(Dataset entries)

....

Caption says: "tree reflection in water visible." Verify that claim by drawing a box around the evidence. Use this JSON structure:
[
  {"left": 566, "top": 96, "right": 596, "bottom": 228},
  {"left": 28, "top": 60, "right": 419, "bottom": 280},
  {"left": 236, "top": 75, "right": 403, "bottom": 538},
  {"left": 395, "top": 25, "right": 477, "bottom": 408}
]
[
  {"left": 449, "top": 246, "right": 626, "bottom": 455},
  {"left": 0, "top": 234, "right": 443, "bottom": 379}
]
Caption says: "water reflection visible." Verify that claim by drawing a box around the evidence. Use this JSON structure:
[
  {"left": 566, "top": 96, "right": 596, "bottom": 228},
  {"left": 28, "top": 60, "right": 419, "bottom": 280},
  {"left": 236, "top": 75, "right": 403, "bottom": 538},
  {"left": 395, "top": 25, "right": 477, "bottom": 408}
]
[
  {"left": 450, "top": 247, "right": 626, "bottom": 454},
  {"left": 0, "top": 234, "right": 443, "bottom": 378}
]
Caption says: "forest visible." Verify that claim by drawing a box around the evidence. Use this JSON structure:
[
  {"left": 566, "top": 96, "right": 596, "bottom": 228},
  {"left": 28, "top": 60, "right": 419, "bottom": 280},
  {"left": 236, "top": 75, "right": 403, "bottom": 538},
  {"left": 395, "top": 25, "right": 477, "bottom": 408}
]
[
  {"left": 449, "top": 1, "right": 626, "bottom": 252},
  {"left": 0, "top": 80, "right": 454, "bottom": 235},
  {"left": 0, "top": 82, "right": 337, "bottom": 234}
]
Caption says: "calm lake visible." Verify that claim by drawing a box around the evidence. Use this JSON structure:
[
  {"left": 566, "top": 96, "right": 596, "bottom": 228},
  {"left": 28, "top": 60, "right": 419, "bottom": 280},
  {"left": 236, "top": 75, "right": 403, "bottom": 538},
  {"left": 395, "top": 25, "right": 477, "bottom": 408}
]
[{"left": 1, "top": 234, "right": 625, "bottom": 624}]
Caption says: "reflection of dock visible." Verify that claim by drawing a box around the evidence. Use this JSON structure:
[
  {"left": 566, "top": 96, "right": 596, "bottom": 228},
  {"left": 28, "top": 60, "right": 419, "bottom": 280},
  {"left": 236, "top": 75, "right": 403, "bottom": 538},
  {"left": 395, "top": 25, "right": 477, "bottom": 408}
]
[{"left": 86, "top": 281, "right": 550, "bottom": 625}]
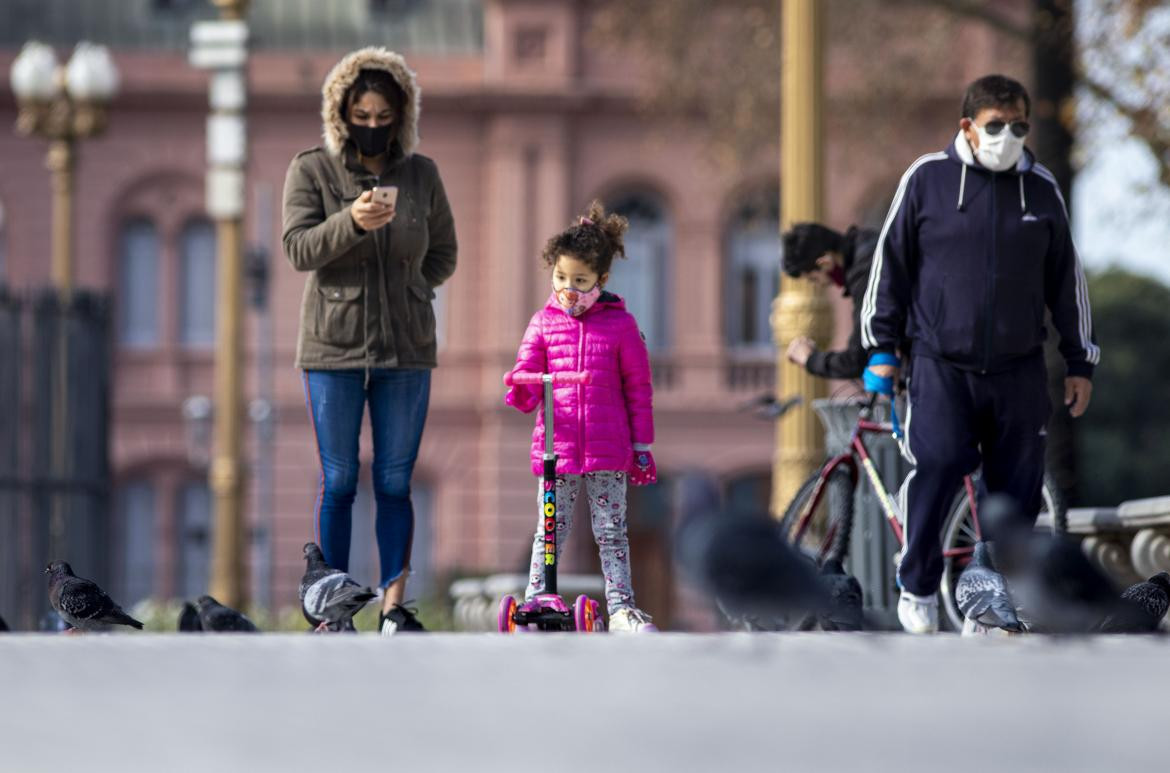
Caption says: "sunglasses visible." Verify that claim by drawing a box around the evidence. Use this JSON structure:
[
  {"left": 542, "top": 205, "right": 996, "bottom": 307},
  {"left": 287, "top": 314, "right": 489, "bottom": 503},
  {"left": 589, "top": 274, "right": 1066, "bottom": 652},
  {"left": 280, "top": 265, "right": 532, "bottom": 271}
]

....

**WHAT IS NEEDED:** Output all of the entries verbatim, leaving out any images.

**SOLUTION FOR THIS PROBLEM:**
Caption says: "tree reflection in water visible." Verify that claim by drawing a box around the evidence. Use this JSON structure:
[
  {"left": 566, "top": 96, "right": 596, "bottom": 228},
  {"left": 28, "top": 60, "right": 419, "bottom": 280},
  {"left": 236, "top": 75, "right": 403, "bottom": 538},
  {"left": 395, "top": 25, "right": 477, "bottom": 408}
]
[
  {"left": 449, "top": 246, "right": 626, "bottom": 455},
  {"left": 0, "top": 234, "right": 443, "bottom": 379}
]
Caption says: "water reflection visible." Verify that claim by drawing a box around the evidence. Use this JSON structure:
[
  {"left": 566, "top": 96, "right": 596, "bottom": 228},
  {"left": 28, "top": 60, "right": 419, "bottom": 280},
  {"left": 236, "top": 75, "right": 403, "bottom": 538},
  {"left": 395, "top": 25, "right": 477, "bottom": 408}
]
[
  {"left": 450, "top": 247, "right": 626, "bottom": 454},
  {"left": 0, "top": 234, "right": 443, "bottom": 378}
]
Caption says: "forest visible." Verify that claim by drawing a box around the evidence. Use this JSON structure:
[
  {"left": 566, "top": 96, "right": 596, "bottom": 228},
  {"left": 28, "top": 60, "right": 419, "bottom": 280},
  {"left": 236, "top": 75, "right": 403, "bottom": 538},
  {"left": 395, "top": 25, "right": 477, "bottom": 408}
]
[
  {"left": 449, "top": 1, "right": 626, "bottom": 252},
  {"left": 0, "top": 80, "right": 454, "bottom": 235},
  {"left": 0, "top": 82, "right": 337, "bottom": 234}
]
Caption says: "calm lake visible." Verify that claim by drawing a box around the evidence. Use this JSON structure:
[
  {"left": 566, "top": 96, "right": 596, "bottom": 228},
  {"left": 28, "top": 60, "right": 419, "bottom": 280},
  {"left": 236, "top": 75, "right": 403, "bottom": 538},
  {"left": 395, "top": 25, "right": 477, "bottom": 408}
]
[{"left": 1, "top": 234, "right": 625, "bottom": 624}]
Caption says: "reflection of dock visible." Verify that claim by drawing a box around the evidence. Use this JSON structure:
[
  {"left": 566, "top": 96, "right": 596, "bottom": 228},
  {"left": 28, "top": 60, "right": 419, "bottom": 280},
  {"left": 236, "top": 75, "right": 403, "bottom": 538},
  {"left": 395, "top": 25, "right": 477, "bottom": 408}
]
[{"left": 86, "top": 281, "right": 550, "bottom": 625}]
Caption says: "sunglasses visible." Verify that claim by drawing a box around the evidence. Use this JSON structure:
[
  {"left": 542, "top": 205, "right": 996, "bottom": 307},
  {"left": 287, "top": 314, "right": 489, "bottom": 503},
  {"left": 589, "top": 274, "right": 1066, "bottom": 652},
  {"left": 280, "top": 265, "right": 532, "bottom": 271}
]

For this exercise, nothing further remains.